- [TASK] Copy every line of the records below word for word, without changing anything.

Records from a collection
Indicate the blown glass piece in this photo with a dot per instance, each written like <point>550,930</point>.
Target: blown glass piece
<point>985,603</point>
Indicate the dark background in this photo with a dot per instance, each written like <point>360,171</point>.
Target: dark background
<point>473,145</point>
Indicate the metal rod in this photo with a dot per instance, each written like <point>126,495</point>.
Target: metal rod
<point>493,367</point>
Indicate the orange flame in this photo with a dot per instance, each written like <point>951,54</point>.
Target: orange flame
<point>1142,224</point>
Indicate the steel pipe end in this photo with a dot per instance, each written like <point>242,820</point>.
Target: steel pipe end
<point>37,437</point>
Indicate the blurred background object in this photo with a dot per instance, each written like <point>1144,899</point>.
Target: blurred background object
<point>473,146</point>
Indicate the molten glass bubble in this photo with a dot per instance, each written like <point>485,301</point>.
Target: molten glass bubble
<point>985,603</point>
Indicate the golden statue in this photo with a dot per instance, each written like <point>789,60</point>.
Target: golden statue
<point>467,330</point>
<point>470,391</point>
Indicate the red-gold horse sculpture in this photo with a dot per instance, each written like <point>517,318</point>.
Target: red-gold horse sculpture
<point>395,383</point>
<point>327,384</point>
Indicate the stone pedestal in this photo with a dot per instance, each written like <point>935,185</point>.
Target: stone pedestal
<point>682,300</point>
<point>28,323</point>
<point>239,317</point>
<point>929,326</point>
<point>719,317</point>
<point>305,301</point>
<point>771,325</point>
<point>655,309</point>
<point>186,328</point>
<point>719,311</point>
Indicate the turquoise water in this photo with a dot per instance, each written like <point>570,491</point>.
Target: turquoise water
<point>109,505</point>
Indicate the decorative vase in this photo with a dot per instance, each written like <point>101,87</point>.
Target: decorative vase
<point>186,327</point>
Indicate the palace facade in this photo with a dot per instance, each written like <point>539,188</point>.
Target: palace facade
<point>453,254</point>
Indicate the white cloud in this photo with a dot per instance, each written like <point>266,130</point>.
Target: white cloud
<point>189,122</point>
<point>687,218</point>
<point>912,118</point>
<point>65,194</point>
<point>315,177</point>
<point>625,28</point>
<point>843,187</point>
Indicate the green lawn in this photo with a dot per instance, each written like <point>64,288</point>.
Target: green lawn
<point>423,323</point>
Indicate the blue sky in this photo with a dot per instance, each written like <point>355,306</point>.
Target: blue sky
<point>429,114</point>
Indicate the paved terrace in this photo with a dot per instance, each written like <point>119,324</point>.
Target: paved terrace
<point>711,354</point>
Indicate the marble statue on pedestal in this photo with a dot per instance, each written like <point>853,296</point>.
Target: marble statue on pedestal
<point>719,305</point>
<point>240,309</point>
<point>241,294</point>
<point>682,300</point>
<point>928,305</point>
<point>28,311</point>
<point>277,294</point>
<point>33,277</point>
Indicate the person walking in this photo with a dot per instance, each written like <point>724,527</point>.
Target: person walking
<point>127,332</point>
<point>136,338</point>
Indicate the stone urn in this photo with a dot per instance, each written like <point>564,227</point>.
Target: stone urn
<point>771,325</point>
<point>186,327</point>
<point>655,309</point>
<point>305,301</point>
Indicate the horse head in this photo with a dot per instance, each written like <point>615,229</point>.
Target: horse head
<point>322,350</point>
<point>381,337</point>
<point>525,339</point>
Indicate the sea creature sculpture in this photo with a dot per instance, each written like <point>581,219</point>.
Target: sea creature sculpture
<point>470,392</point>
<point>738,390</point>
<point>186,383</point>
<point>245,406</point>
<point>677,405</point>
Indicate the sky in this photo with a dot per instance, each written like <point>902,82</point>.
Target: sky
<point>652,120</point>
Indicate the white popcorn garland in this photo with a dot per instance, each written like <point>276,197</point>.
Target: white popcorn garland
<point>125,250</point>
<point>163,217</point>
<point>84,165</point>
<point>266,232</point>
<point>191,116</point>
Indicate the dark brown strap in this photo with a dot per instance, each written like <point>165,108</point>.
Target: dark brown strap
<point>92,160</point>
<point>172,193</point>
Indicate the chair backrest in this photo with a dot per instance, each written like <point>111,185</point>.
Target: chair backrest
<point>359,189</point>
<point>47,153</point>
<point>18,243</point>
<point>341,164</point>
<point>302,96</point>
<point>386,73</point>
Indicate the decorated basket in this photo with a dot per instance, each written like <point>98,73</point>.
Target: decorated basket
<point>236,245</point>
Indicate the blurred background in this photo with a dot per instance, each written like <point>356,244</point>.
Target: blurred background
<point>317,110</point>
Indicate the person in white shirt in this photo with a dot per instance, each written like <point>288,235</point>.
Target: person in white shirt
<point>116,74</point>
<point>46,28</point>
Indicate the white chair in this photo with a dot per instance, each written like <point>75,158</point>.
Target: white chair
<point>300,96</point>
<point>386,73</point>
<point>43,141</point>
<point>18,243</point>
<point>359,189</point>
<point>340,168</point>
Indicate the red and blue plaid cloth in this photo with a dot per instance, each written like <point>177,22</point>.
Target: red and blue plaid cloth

- [FINISHED EXERCISE]
Indicate the blown glass piece in this photo with a dot per instance, each written like <point>550,930</point>.
Target: blown glass piece
<point>985,603</point>
Indicate the dark background in this photo with a dot per instance, each written like <point>360,171</point>.
Target: dark background
<point>473,145</point>
Indicate the metal rod in this photo with a dot per instance, each written like <point>126,495</point>.
Target: metal rod
<point>493,367</point>
Indicate the orange flame in this photo with a dot per instance, each written like <point>951,54</point>.
Target: orange flame
<point>1142,224</point>
Indicate the steel pipe end in this photo with a dot per instance, each written like <point>242,820</point>.
Target: steel pipe end
<point>37,437</point>
Indicate the blurred background object in this photo with a dot per instance, each written like <point>1144,899</point>.
Target: blurred background object
<point>473,146</point>
Indicate the molten glass bubble in this photo with a dot per instance, each written like <point>485,301</point>.
Target: molten glass bubble
<point>985,603</point>
Indicate the golden statue in this photo with a dot per instance, each written like <point>789,60</point>.
Target: golden statue
<point>467,330</point>
<point>470,391</point>
Indicate the red-gold horse sculpture in this photo with a dot per instance, each written like <point>517,318</point>.
Target: red-gold horse sculpture
<point>395,383</point>
<point>327,384</point>
Indicate the stone pedestal in this photo with a dot per instance, each written like <point>935,185</point>.
Target: stone pedestal
<point>682,300</point>
<point>28,323</point>
<point>239,317</point>
<point>929,326</point>
<point>719,317</point>
<point>305,301</point>
<point>771,325</point>
<point>655,309</point>
<point>186,328</point>
<point>719,311</point>
Indicate the turquoise water in this photo with a dot per instance, each written like <point>570,491</point>.
Target: turquoise water
<point>109,505</point>
Indicate the decorative vase in this photo with a dot per instance, each written like <point>101,87</point>.
Target: decorative vase
<point>186,327</point>
Indicate the palace facade in this photo with a dot per instance, each written like <point>539,188</point>.
Target: palace facade
<point>453,254</point>
Indicate the white cloud in this photo with a dot per instance, each written like <point>266,130</point>.
Target: white cloud
<point>189,122</point>
<point>687,218</point>
<point>912,118</point>
<point>65,194</point>
<point>315,177</point>
<point>625,28</point>
<point>843,187</point>
Indicate the green lawn in this photo with a dot per instance, each written like <point>64,288</point>.
Target: green lawn
<point>423,323</point>
Indicate the blue sky in this photo with a dot per instance, each written like <point>355,306</point>.
Target: blue sky
<point>429,114</point>
Indicate the paved terrace in this photo with a dot per instance, each written like <point>119,324</point>.
Target: paved terrace
<point>711,354</point>
Indicate the marble statue on pedestal in this photo with a dot per instance, each written like <point>853,296</point>.
Target: marble statue on pedestal
<point>719,305</point>
<point>240,309</point>
<point>241,294</point>
<point>682,300</point>
<point>928,305</point>
<point>28,311</point>
<point>277,294</point>
<point>33,277</point>
Indicate the person walking in this photo with a dot per instance, each written like <point>724,527</point>.
Target: person walking
<point>127,332</point>
<point>136,338</point>
Indicate the stone urn in this photo with a dot per instance, each written like <point>564,227</point>.
Target: stone urn
<point>771,325</point>
<point>186,327</point>
<point>655,309</point>
<point>305,301</point>
Indicate the horse head in this photo with a dot per instance, each written like <point>615,229</point>.
Target: horse head
<point>322,350</point>
<point>381,337</point>
<point>525,339</point>
Indicate the sea creature sculpture in this photo with a dot per instance, each written like <point>581,219</point>.
Target: sea creature sculpture
<point>470,392</point>
<point>738,390</point>
<point>186,383</point>
<point>245,406</point>
<point>677,405</point>
Indicate the sky in this photo with a dot per instance, each written like <point>902,82</point>.
Target: sky
<point>652,120</point>
Indicate the white popcorn garland in this photo with a dot per instance, each written like <point>276,197</point>.
Target: white popcorn garland
<point>125,250</point>
<point>163,217</point>
<point>84,165</point>
<point>266,232</point>
<point>191,116</point>
Indicate the dark brown strap in this photo with a dot per instance, each written like <point>165,108</point>.
Target: dark brown strap
<point>92,160</point>
<point>172,193</point>
Indicate the chair backrest in this photo with a dot per instance, each written like <point>111,185</point>.
Target: chair backrest
<point>359,189</point>
<point>47,153</point>
<point>18,243</point>
<point>341,164</point>
<point>302,96</point>
<point>386,73</point>
Indicate the decorated basket in this photo with a dot per instance, each written like <point>98,73</point>.
Target: decorated basket
<point>236,245</point>
Indicate the blurred background in this photo with a dot per instance, each written like <point>356,244</point>.
Target: blurred background
<point>317,110</point>
Indicate the person in white shirt in this photo with a dot per instance, each written like <point>288,235</point>.
Target: person in white shirt
<point>116,74</point>
<point>46,28</point>
Indicate the white chair in this photo with a dot per instance, each written like <point>75,158</point>.
Target: white chair
<point>300,96</point>
<point>386,73</point>
<point>43,141</point>
<point>18,243</point>
<point>359,189</point>
<point>340,168</point>
Indicate the red and blue plaid cloth in this photo with a dot per instance, each written like <point>177,22</point>.
Target: red and blue plaid cloth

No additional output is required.